**GOAL OF THE EXERCISE**
Please print each record exactly, omitting none of them.

**TASK MATERIAL**
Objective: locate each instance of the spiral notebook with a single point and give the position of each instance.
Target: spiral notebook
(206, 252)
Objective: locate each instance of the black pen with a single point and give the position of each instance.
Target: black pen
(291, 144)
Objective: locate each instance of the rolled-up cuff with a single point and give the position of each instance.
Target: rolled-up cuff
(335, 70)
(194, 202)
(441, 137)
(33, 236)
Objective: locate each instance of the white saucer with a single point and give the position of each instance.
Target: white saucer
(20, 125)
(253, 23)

**REPLY TO THE EXERCISE**
Objective: locate each instance of the spiral notebook with a single point and give the position of each instance.
Target: spiral notebook
(206, 252)
Objective: locate each instance of the black pen with a single point and give the position of each instance.
Target: black pen
(291, 144)
Objective: locate each instance of the rolled-up cuff with a single point and give the position of each instance.
Target: rolled-up cuff
(335, 70)
(194, 202)
(441, 137)
(33, 236)
Objective: locate each instance of the white saucer with a single point and give the position of each instance.
Target: white saucer
(20, 125)
(253, 23)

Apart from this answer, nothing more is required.